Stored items
# # # # # # #

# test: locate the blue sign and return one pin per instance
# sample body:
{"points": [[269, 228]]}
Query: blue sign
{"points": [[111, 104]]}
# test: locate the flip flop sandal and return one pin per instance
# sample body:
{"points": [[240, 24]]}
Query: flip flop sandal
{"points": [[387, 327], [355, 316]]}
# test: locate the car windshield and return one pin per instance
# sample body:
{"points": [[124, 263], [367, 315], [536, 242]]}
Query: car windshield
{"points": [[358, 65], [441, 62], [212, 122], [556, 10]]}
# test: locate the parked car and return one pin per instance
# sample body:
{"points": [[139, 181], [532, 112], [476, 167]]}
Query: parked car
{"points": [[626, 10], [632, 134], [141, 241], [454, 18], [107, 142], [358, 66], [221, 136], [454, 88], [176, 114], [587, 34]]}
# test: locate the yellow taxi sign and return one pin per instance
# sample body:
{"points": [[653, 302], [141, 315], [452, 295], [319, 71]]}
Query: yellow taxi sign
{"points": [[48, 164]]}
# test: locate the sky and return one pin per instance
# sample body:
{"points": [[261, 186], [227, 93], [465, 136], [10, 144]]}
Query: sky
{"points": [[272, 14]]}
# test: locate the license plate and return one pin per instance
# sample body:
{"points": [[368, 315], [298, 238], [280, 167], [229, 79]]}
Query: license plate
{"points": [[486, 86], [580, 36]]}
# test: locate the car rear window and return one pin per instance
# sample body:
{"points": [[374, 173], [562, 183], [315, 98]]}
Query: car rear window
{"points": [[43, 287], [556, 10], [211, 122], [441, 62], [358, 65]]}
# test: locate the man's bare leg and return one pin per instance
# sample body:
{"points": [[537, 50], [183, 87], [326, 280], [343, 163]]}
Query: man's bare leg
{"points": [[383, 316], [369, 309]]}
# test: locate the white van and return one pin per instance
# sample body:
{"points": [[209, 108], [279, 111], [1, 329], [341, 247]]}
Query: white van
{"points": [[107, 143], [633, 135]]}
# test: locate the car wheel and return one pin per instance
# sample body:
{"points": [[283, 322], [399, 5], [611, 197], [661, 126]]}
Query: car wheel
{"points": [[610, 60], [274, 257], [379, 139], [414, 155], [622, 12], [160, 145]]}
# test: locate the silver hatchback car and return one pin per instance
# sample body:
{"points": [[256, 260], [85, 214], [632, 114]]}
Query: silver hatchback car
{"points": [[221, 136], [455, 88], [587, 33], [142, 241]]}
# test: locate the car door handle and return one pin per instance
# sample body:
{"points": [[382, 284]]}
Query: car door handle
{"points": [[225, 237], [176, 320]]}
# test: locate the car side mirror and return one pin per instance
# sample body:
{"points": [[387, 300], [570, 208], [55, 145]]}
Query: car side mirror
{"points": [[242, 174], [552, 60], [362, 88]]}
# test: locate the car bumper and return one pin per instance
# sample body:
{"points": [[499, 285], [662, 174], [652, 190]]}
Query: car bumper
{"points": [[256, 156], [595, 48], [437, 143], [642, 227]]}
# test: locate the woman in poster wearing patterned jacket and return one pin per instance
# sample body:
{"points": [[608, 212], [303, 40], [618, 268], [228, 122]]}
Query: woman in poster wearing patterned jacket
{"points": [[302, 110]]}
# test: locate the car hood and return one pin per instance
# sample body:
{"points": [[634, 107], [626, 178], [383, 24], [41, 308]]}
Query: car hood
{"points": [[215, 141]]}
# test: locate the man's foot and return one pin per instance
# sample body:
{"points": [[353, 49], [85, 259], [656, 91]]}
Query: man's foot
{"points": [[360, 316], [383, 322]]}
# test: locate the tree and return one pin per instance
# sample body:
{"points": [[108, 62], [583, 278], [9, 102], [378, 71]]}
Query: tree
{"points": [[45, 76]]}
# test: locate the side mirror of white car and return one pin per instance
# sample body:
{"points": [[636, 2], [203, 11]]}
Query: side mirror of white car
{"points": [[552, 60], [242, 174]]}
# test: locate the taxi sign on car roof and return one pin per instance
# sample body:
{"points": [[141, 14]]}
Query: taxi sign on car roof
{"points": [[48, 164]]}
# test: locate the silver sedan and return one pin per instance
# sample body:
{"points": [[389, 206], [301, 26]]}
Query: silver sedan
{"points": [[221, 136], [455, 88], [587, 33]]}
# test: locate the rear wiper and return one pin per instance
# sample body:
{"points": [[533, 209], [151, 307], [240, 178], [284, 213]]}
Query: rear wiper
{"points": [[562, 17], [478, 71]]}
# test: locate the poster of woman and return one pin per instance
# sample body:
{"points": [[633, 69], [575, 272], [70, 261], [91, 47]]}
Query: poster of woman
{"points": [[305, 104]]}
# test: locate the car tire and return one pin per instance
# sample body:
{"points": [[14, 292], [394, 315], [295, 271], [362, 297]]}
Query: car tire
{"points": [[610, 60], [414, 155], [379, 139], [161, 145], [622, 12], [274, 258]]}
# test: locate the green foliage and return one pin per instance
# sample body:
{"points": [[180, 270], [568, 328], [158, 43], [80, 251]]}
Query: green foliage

# # # # # # #

◆ **Your task**
Copy out every line of the listing above without changing anything.

◆ **Answer to the exercise**
# test: locate the blue sign and return one pin per instance
# sample body:
{"points": [[269, 228]]}
Query: blue sign
{"points": [[111, 104]]}
# test: locate the flip flop sandal and return one pin per instance
# sample body:
{"points": [[240, 24]]}
Query: flip flop sandal
{"points": [[387, 327], [355, 316]]}
# test: locate the car windshield and return one pin per instance
# sample body:
{"points": [[124, 263], [367, 315], [536, 242]]}
Query: car windshield
{"points": [[358, 65], [441, 62], [212, 122], [556, 10]]}
# test: locate the parked car and return one pin per instance
# sample body:
{"points": [[139, 181], [532, 112], [476, 167]]}
Query: parked car
{"points": [[626, 10], [632, 134], [141, 241], [454, 18], [107, 142], [358, 66], [221, 136], [454, 88], [176, 114], [587, 34]]}
# test: locate the yellow taxi sign and return one pin per instance
# sample body:
{"points": [[653, 302], [141, 315], [452, 295], [319, 71]]}
Query: yellow taxi sign
{"points": [[48, 164]]}
# test: locate the sky and return one pin per instance
# sample body:
{"points": [[261, 186], [227, 93], [465, 136], [10, 144]]}
Query: sky
{"points": [[272, 14]]}
# test: locate the license plate and return one pin per instance
# sample body:
{"points": [[368, 315], [298, 238], [280, 167], [229, 79]]}
Query: license plate
{"points": [[486, 86], [580, 36]]}
# test: locate the car rear window and return one pin per instance
# sample body:
{"points": [[374, 173], [562, 183], [315, 98]]}
Query: car rear window
{"points": [[43, 287], [556, 10], [211, 122], [441, 62], [358, 65]]}
# test: locate the man's bare leg and return one pin per instance
# sample body:
{"points": [[537, 50], [183, 87], [326, 280], [343, 163]]}
Query: man's bare leg
{"points": [[383, 316], [369, 309]]}
# test: locate the white van and return one pin per instance
# sample body:
{"points": [[209, 108], [279, 111], [1, 329], [341, 247]]}
Query: white van
{"points": [[107, 143], [633, 135]]}
# test: locate the car wheel and return one pin per instance
# sample body:
{"points": [[283, 322], [399, 5], [611, 197], [661, 126]]}
Query: car wheel
{"points": [[610, 60], [274, 257], [379, 139], [414, 155], [622, 12], [160, 145]]}
# test: locate the silver hatchback car and return one pin per instance
# sample body:
{"points": [[256, 260], [85, 214], [632, 114]]}
Query: silver hatchback car
{"points": [[221, 136], [455, 88], [587, 33], [142, 241]]}
# test: locate the car door handle and return one pin per instance
# sample body:
{"points": [[382, 284]]}
Query: car door handle
{"points": [[225, 237], [176, 320]]}
# test: locate the car side mirror and return one pin per instance
# sample body:
{"points": [[387, 300], [570, 208], [55, 145]]}
Query: car side mirror
{"points": [[242, 174], [552, 60], [362, 88]]}
# test: locate the car bumper and return one pin per instance
# sample body:
{"points": [[499, 285], [662, 174], [652, 190]]}
Query: car bumper
{"points": [[256, 156], [595, 48], [437, 143], [642, 227]]}
# test: locate the woman in poster wearing patterned jacket and return one pin per instance
# sample body:
{"points": [[608, 212], [303, 40], [618, 268], [228, 122]]}
Query: woman in poster wearing patterned jacket
{"points": [[302, 110]]}
# test: locate the car hood and return one pin per instance
# sample body:
{"points": [[634, 107], [626, 178], [383, 24], [41, 308]]}
Query: car hood
{"points": [[215, 141]]}
# test: locate the man's foot and return one pin per instance
# sample body:
{"points": [[353, 49], [85, 259], [656, 91]]}
Query: man's foot
{"points": [[360, 316], [383, 322]]}
# test: locate the tree and return one pin per instance
# sample body:
{"points": [[108, 62], [583, 278], [9, 102], [378, 71]]}
Query: tree
{"points": [[45, 76]]}
# test: locate the side mirror of white car and return one pin per instance
# sample body:
{"points": [[636, 2], [203, 11]]}
Query: side mirror of white car
{"points": [[552, 60], [242, 174]]}
# test: locate the taxi sign on car roof and return one pin per instance
# sample body:
{"points": [[141, 14]]}
Query: taxi sign on car roof
{"points": [[48, 164]]}
# test: locate the silver sedan and return one pin per instance
# sample body:
{"points": [[389, 206], [301, 26]]}
Query: silver sedan
{"points": [[221, 136], [455, 88], [587, 33]]}
# test: locate the rear wiper and return one pin per instance
# sample body:
{"points": [[533, 209], [151, 307], [240, 178], [284, 213]]}
Query: rear wiper
{"points": [[562, 17], [478, 71]]}
# test: locate the poster of woman and return one pin per instance
# sample body:
{"points": [[633, 69], [575, 272], [70, 261], [91, 47]]}
Query: poster of woman
{"points": [[305, 104]]}
# test: locate the car tire and return one pin per instance
# sample body:
{"points": [[14, 292], [394, 315], [295, 271], [362, 297]]}
Query: car tire
{"points": [[610, 60], [414, 155], [379, 139], [161, 145], [622, 12], [274, 258]]}
# test: locate the green foliage and return one pin per instance
# sample body:
{"points": [[180, 270], [568, 328], [158, 43], [80, 251]]}
Query: green foliage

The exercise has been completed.